Work task:
Task for the records below: please retype exactly and only the lines from the first through the one with "positive clicks: (196, 198) (195, 198)", with every picture omitted.

Extracted entries:
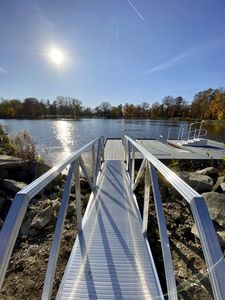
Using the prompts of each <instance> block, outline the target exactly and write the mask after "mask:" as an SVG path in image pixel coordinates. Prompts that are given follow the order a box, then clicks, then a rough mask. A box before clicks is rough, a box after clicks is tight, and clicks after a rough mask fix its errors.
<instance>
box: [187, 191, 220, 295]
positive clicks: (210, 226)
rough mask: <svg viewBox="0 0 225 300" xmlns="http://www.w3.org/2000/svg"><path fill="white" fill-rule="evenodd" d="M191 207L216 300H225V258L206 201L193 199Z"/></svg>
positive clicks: (196, 198) (195, 198)
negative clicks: (208, 210)
mask: <svg viewBox="0 0 225 300" xmlns="http://www.w3.org/2000/svg"><path fill="white" fill-rule="evenodd" d="M190 206H191V211H192V214H193V217H194V220H195V223H196V226H197V229H198V233H199V238H200V241H201V244H202V245H203V246H204V247H202V250H203V253H204V257H205V260H206V264H207V267H208V272H209V278H210V282H211V286H212V290H213V295H214V299H225V284H224V278H225V262H224V256H223V253H222V251H221V248H220V244H219V241H218V238H217V235H216V231H215V228H214V225H213V223H212V220H211V218H210V215H209V212H208V209H207V206H206V203H205V200H204V199H203V198H202V197H199V198H198V197H196V198H194V199H192V201H191V203H190Z"/></svg>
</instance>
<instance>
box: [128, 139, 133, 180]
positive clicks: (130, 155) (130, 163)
mask: <svg viewBox="0 0 225 300" xmlns="http://www.w3.org/2000/svg"><path fill="white" fill-rule="evenodd" d="M127 148H128V173H129V175H130V179H131V172H132V171H131V168H132V167H131V153H130V152H131V144H130V142H128V147H127Z"/></svg>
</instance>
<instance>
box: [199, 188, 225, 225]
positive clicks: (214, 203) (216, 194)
mask: <svg viewBox="0 0 225 300" xmlns="http://www.w3.org/2000/svg"><path fill="white" fill-rule="evenodd" d="M202 197H203V198H204V199H205V202H206V205H207V207H208V210H209V214H210V217H211V218H212V220H213V221H215V222H217V223H218V224H219V225H220V226H222V227H223V228H225V194H220V193H216V192H209V193H203V194H202Z"/></svg>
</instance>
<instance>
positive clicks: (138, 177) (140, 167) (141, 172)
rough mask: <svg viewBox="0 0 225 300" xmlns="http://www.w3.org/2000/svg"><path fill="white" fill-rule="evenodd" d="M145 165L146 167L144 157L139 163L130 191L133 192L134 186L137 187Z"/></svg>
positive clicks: (142, 172) (145, 164) (145, 161)
mask: <svg viewBox="0 0 225 300" xmlns="http://www.w3.org/2000/svg"><path fill="white" fill-rule="evenodd" d="M145 167H146V159H145V158H144V159H143V161H142V163H141V166H140V168H139V170H138V173H137V177H136V178H135V181H134V184H133V186H132V191H133V192H134V191H135V190H136V187H137V185H138V183H139V182H140V179H141V177H142V174H143V172H144V170H145Z"/></svg>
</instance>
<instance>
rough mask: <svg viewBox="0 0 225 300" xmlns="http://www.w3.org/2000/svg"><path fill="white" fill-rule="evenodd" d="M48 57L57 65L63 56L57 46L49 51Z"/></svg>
mask: <svg viewBox="0 0 225 300" xmlns="http://www.w3.org/2000/svg"><path fill="white" fill-rule="evenodd" d="M49 58H50V59H51V61H52V62H53V63H55V64H57V65H61V64H62V63H63V61H64V56H63V54H62V52H61V51H60V50H59V49H57V48H53V49H51V50H50V51H49Z"/></svg>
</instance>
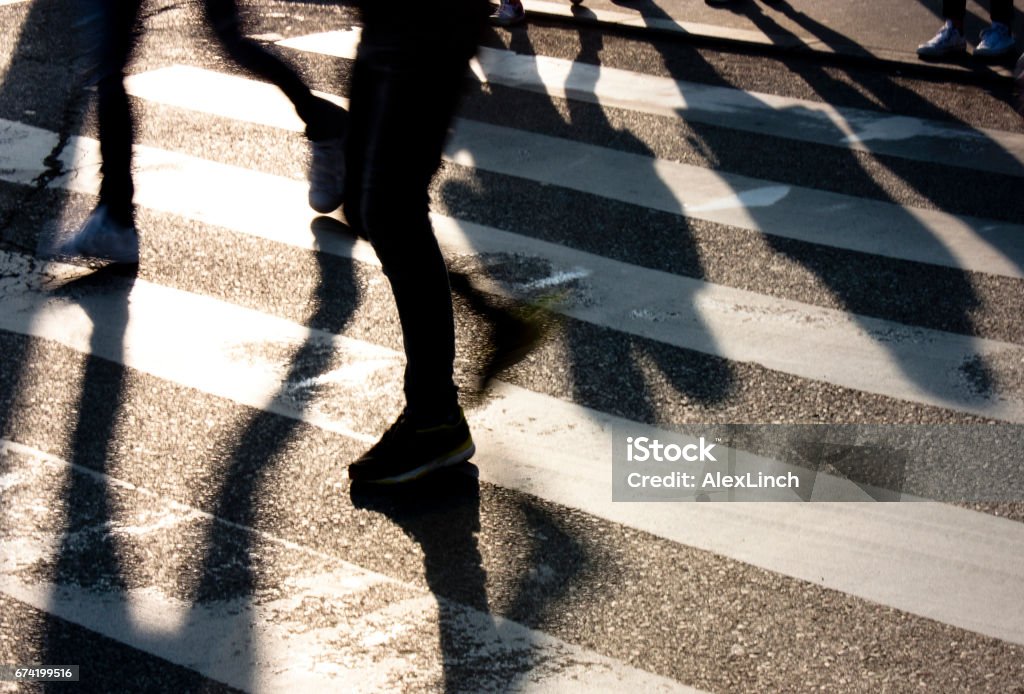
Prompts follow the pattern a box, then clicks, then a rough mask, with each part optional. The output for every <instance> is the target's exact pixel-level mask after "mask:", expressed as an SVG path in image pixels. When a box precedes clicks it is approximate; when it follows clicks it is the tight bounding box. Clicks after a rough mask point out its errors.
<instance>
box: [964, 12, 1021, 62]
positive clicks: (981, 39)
mask: <svg viewBox="0 0 1024 694" xmlns="http://www.w3.org/2000/svg"><path fill="white" fill-rule="evenodd" d="M1014 44H1015V42H1014V37H1013V36H1012V35H1011V34H1010V27H1008V26H1006V25H1005V24H1001V23H999V21H993V23H992V26H991V27H989V28H988V29H986V30H985V31H983V32H982V33H981V41H980V42H979V43H978V46H977V47H976V48H975V49H974V54H975V55H977V56H978V57H998V56H1000V55H1006V54H1007V53H1009V52H1010V51H1012V50H1013V49H1014Z"/></svg>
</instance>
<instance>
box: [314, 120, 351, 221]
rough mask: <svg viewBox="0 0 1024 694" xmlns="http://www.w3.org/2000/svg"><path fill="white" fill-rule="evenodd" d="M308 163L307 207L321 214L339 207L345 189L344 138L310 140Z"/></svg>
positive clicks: (344, 155) (328, 211)
mask: <svg viewBox="0 0 1024 694" xmlns="http://www.w3.org/2000/svg"><path fill="white" fill-rule="evenodd" d="M310 144H311V146H312V160H311V161H310V164H309V207H311V208H312V209H314V210H316V211H317V212H319V213H321V214H328V213H330V212H334V211H335V210H337V209H338V208H339V207H341V203H342V198H343V196H344V190H345V139H344V138H343V137H333V138H331V139H326V140H312V141H311V142H310Z"/></svg>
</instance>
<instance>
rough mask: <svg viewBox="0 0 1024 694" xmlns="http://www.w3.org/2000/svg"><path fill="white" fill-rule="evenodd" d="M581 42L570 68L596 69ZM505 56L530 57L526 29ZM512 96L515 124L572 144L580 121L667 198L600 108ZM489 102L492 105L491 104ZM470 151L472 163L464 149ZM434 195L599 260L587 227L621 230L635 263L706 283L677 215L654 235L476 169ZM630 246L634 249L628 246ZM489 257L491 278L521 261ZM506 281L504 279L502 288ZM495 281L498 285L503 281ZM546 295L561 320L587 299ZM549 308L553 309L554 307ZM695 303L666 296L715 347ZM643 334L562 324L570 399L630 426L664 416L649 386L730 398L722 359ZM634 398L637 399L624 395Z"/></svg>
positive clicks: (593, 141) (656, 392) (606, 240)
mask: <svg viewBox="0 0 1024 694" xmlns="http://www.w3.org/2000/svg"><path fill="white" fill-rule="evenodd" d="M580 40H581V51H580V54H579V55H578V57H577V61H575V62H574V63H573V70H575V67H577V66H579V64H580V63H581V62H582V63H591V64H597V63H598V54H599V52H600V51H601V49H602V47H603V46H602V38H601V36H600V34H599V33H596V32H588V31H581V33H580ZM509 50H511V51H513V52H515V53H516V54H518V55H536V50H535V48H534V46H532V43H531V41H530V38H529V34H528V30H527V29H526V28H524V27H517V28H513V29H512V30H511V31H510V41H509ZM531 71H532V74H531V75H529V76H527V75H525V74H520V75H518V78H519V79H522V80H525V81H527V82H529V81H531V80H539V79H540V78H539V76H538V73H537V68H536V66H535V67H534V68H532V69H531ZM590 75H591V74H590V73H586V76H585V77H583V78H580V79H577V81H575V82H574V85H575V87H574V88H577V89H580V88H586V87H581V86H580V84H581V82H583V81H585V80H586V79H589V76H590ZM570 79H575V77H572V78H570ZM591 86H592V85H591ZM488 89H489V92H487V93H486V94H502V95H503V96H505V97H506V98H509V95H508V94H511V93H512V92H511V90H510V88H507V87H502V86H501V85H500V84H494V85H489V87H488ZM506 92H507V93H506ZM520 93H521V96H519V97H518V98H519V99H520V101H521V102H523V104H524V107H523V111H524V112H526V113H528V120H527V121H526V122H523V123H519V124H517V127H519V128H521V129H530V128H538V129H541V130H543V131H544V132H552V133H553V135H554V136H556V137H559V136H562V137H569V138H570V139H571V135H572V130H573V127H574V125H575V124H577V122H578V121H584V122H586V130H587V140H588V141H592V142H601V143H602V144H604V145H606V146H608V145H610V146H613V147H614V148H616V149H623V150H626V151H630V153H632V154H637V155H642V156H646V157H648V158H649V159H650V168H649V169H647V170H643V171H641V173H640V174H639V178H638V179H635V180H632V181H631V185H633V186H636V187H637V188H640V189H645V190H648V191H651V194H654V196H657V194H662V197H663V198H665V199H670V200H671V199H673V198H674V196H673V193H672V191H671V190H669V189H668V188H667V186H666V183H665V182H664V181H663V180H662V178H660V176H659V175H658V173H657V171H656V169H655V159H654V157H653V153H652V151H651V150H650V149H649V148H648V147H647V146H646V145H645V144H644V143H643V142H642V141H641V140H640V139H639V138H637V137H635V136H634V135H633V134H632V133H631V132H630V131H629V130H628V129H625V128H617V127H615V126H614V125H612V124H611V123H610V122H609V121H608V120H607V118H606V117H605V116H604V114H603V112H602V111H601V109H600V107H598V106H595V105H593V104H586V103H582V102H580V101H578V100H575V99H572V98H569V99H567V101H566V104H565V106H564V110H563V109H562V107H561V106H558V105H556V104H555V103H554V102H553V101H552V100H551V98H550V97H547V96H544V95H541V96H538V95H535V94H532V93H530V92H520ZM486 94H485V93H484V91H483V90H482V89H481V90H480V91H479V92H478V93H476V94H475V95H473V96H472V97H471V98H470V99H469V103H467V104H464V107H463V110H462V112H461V113H462V115H463V116H464V117H469V118H472V117H473V116H474V115H476V114H479V113H480V112H486V111H487V110H488V109H489V107H490V106H489V105H488V101H489V100H490V99H492V97H490V96H489V95H486ZM495 103H496V104H497V103H498V100H497V99H495ZM496 107H497V106H496ZM457 129H458V127H457ZM469 155H470V157H472V151H470V153H469ZM433 194H434V199H435V201H436V202H438V203H440V204H441V205H442V206H443V207H445V208H449V209H453V210H457V211H458V216H459V218H460V219H466V220H469V221H474V222H478V223H481V224H485V225H488V226H493V227H499V228H506V229H508V230H510V231H514V232H516V233H519V234H524V235H527V236H531V237H536V238H540V240H543V241H550V242H554V243H557V244H560V245H565V246H570V247H572V248H575V249H578V250H582V251H588V252H593V253H597V254H601V253H602V244H606V243H607V242H608V238H607V236H606V235H604V236H602V235H601V234H596V233H592V230H593V229H609V228H614V227H615V226H616V225H621V226H620V232H621V233H622V234H624V235H625V236H626V237H627V241H626V242H625V243H623V244H616V245H617V246H622V247H625V249H626V250H625V251H624V253H626V254H628V255H630V256H633V257H636V256H643V255H646V256H647V257H648V258H651V257H653V258H657V259H660V260H665V259H666V258H669V259H671V260H668V261H667V262H671V263H672V264H673V266H674V267H679V266H685V268H686V270H687V275H688V276H693V277H696V278H703V277H705V273H703V266H702V261H701V258H700V253H699V249H698V248H697V246H696V244H695V242H694V237H693V230H692V229H691V228H690V225H689V222H688V220H687V219H686V217H685V216H684V215H683V214H682V210H681V209H678V210H676V211H675V212H674V213H664V214H656V215H654V216H655V217H656V224H657V228H656V229H654V228H651V227H644V228H641V226H642V224H643V221H644V220H645V219H646V218H648V217H649V216H650V211H648V210H645V209H643V208H637V207H635V206H632V205H628V204H621V205H618V204H615V205H612V206H611V207H610V210H611V211H610V214H611V215H614V216H613V217H609V216H608V214H609V210H608V209H607V206H605V205H603V203H605V202H606V201H603V200H602V199H599V198H596V197H591V196H588V194H586V193H585V194H580V193H572V194H564V196H562V194H560V193H559V191H557V190H556V191H552V190H551V188H550V187H549V186H545V185H543V184H538V183H535V182H532V181H530V180H528V179H519V180H515V181H512V182H510V181H508V180H507V178H504V177H501V176H497V175H493V174H489V173H487V172H485V171H480V170H477V171H476V172H475V174H474V179H473V180H472V181H471V182H468V181H460V180H454V179H452V178H446V179H445V180H444V181H443V182H442V183H441V184H440V185H439V186H438V187H436V188H435V190H434V191H433ZM534 196H538V197H541V198H543V199H545V204H546V208H545V210H546V211H545V215H546V219H545V221H544V222H542V223H541V224H540V225H534V226H530V225H528V224H529V220H530V219H532V218H536V217H537V213H536V201H535V200H534ZM554 196H557V200H556V201H555V202H554V203H553V204H550V205H549V204H548V199H551V198H552V197H554ZM581 201H582V202H581ZM524 220H525V221H524ZM631 245H635V247H634V248H632V249H631ZM638 249H642V250H638ZM648 252H649V253H648ZM492 260H493V261H494V262H493V263H490V265H489V268H484V269H482V270H480V271H481V272H482V273H484V274H486V273H488V272H489V273H490V274H492V275H493V276H495V275H498V274H501V273H506V274H509V273H511V274H515V266H516V265H517V264H522V260H521V259H516V258H504V259H503V258H494V259H492ZM628 261H629V260H628ZM654 262H657V261H656V260H655V261H654ZM543 265H544V263H541V264H540V266H539V267H538V268H535V269H534V270H527V271H531V272H534V273H535V274H537V273H543V272H548V273H557V272H558V271H560V270H564V269H565V268H553V267H544V266H543ZM507 279H508V278H507V277H506V285H507V284H508V281H507ZM518 279H519V281H520V283H521V281H522V280H523V279H526V280H538V279H540V280H542V281H543V280H544V279H545V277H544V276H543V274H541V275H540V276H534V275H530V276H528V277H525V278H524V277H519V278H518ZM498 284H501V278H499V281H498ZM551 293H552V294H555V295H559V294H561V295H562V296H563V297H564V301H563V302H562V305H561V310H562V311H563V312H564V313H565V314H567V315H569V316H571V314H572V310H571V309H572V308H573V306H574V305H577V304H578V302H580V301H590V300H592V299H594V298H593V297H590V296H589V288H588V286H587V280H586V279H585V278H584V279H582V280H580V281H574V283H572V284H568V285H565V286H555V287H553V288H551ZM598 300H599V298H598ZM555 303H556V305H557V304H558V302H557V301H556V302H555ZM694 303H695V296H694V295H693V293H692V292H689V291H687V290H682V293H681V294H680V295H679V296H677V297H673V298H672V310H673V311H675V312H676V313H677V314H678V315H679V316H683V318H682V319H684V320H686V321H688V322H689V323H691V330H692V331H693V332H694V333H696V334H699V335H700V336H701V339H702V340H705V341H706V342H711V343H712V344H713V343H714V338H713V336H712V334H711V332H710V331H708V330H707V329H706V327H705V326H703V321H702V320H701V318H700V316H699V314H697V313H696V312H695V310H694ZM642 333H643V330H642V328H641V327H636V328H635V329H634V332H633V333H630V332H629V331H624V332H617V331H611V330H610V329H608V328H606V327H603V326H599V324H595V323H592V322H587V321H584V320H577V319H572V318H568V319H565V320H561V321H560V323H559V329H558V331H556V334H555V335H554V336H553V338H552V342H553V343H558V344H557V347H553V348H557V349H563V350H564V352H565V354H566V355H567V365H568V373H567V378H566V381H567V384H566V386H567V387H568V388H569V389H570V399H571V400H572V401H573V402H577V403H580V404H583V405H586V406H589V407H593V408H597V409H601V410H603V411H607V413H610V414H614V415H618V416H622V417H627V418H630V419H633V420H637V421H641V422H645V423H649V424H665V421H664V420H663V419H662V418H663V415H664V413H662V411H659V410H658V408H657V407H656V406H655V404H654V403H655V402H656V401H657V400H658V399H659V398H663V397H664V396H665V394H664V392H655V391H654V388H653V386H652V384H653V383H658V384H659V386H658V387H659V388H666V387H667V388H670V389H672V390H673V391H674V392H676V393H678V394H679V396H680V397H681V399H683V400H684V401H688V402H695V403H696V404H698V405H700V406H705V407H714V406H716V405H717V404H719V403H721V402H723V401H724V400H725V399H726V398H727V397H728V395H729V394H730V392H731V391H732V388H733V374H732V371H731V368H730V367H729V365H728V363H727V362H726V361H725V360H724V359H720V358H718V357H715V356H713V355H709V354H703V353H700V352H696V351H690V350H686V351H685V356H683V357H682V358H681V357H680V350H676V349H667V348H666V347H665V346H664V345H660V344H658V343H656V342H655V341H652V340H648V339H646V338H643V337H640V336H641V335H642ZM623 393H630V394H631V397H629V398H624V397H622V394H623ZM633 394H635V395H636V397H632V395H633Z"/></svg>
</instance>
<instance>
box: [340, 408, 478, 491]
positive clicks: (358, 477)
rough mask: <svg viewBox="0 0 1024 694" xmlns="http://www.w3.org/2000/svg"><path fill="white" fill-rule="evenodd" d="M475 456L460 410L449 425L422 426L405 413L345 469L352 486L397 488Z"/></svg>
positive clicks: (441, 423) (460, 462) (465, 419)
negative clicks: (361, 485) (371, 444)
mask: <svg viewBox="0 0 1024 694" xmlns="http://www.w3.org/2000/svg"><path fill="white" fill-rule="evenodd" d="M474 452H476V446H475V445H474V444H473V437H472V436H470V433H469V425H468V424H466V417H465V416H464V415H463V411H462V408H459V410H458V413H456V414H454V415H453V416H452V418H451V421H449V422H441V423H440V424H431V425H425V426H424V425H421V424H417V423H416V422H413V421H412V420H411V419H410V418H409V417H408V415H407V414H406V413H402V414H401V416H400V417H399V418H398V419H397V421H395V423H394V424H392V425H391V427H390V428H389V429H388V430H387V431H386V432H384V435H383V436H381V439H380V440H379V441H378V442H377V443H376V444H374V446H373V447H372V448H371V449H370V450H368V451H367V452H365V453H364V454H362V457H361V458H359V460H357V461H355V462H354V463H352V464H351V465H349V466H348V478H349V479H350V480H351V481H352V482H353V483H357V482H365V483H374V484H400V483H402V482H412V481H413V480H416V479H419V478H421V477H423V476H424V475H427V474H429V473H431V472H434V471H435V470H439V469H441V468H445V467H449V466H452V465H458V464H460V463H464V462H466V461H468V460H469V459H470V458H471V457H472V456H473V453H474Z"/></svg>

Final answer:
Using the prompts of each <instance> block, outline the target exactly and write the mask after "mask:" as an SVG path in image pixel coordinates. Prompts that are given follow the order a box, then clicks, then a rough mask. A box before clicks is rough, a box after clicks is tight, and clicks after a rough mask fix its errors.
<instance>
box: [187, 191, 220, 295]
positive clicks: (210, 226)
rough mask: <svg viewBox="0 0 225 300" xmlns="http://www.w3.org/2000/svg"><path fill="white" fill-rule="evenodd" d="M191 207L216 300H225V258L206 201L193 199Z"/></svg>
positive clicks: (196, 198) (195, 198)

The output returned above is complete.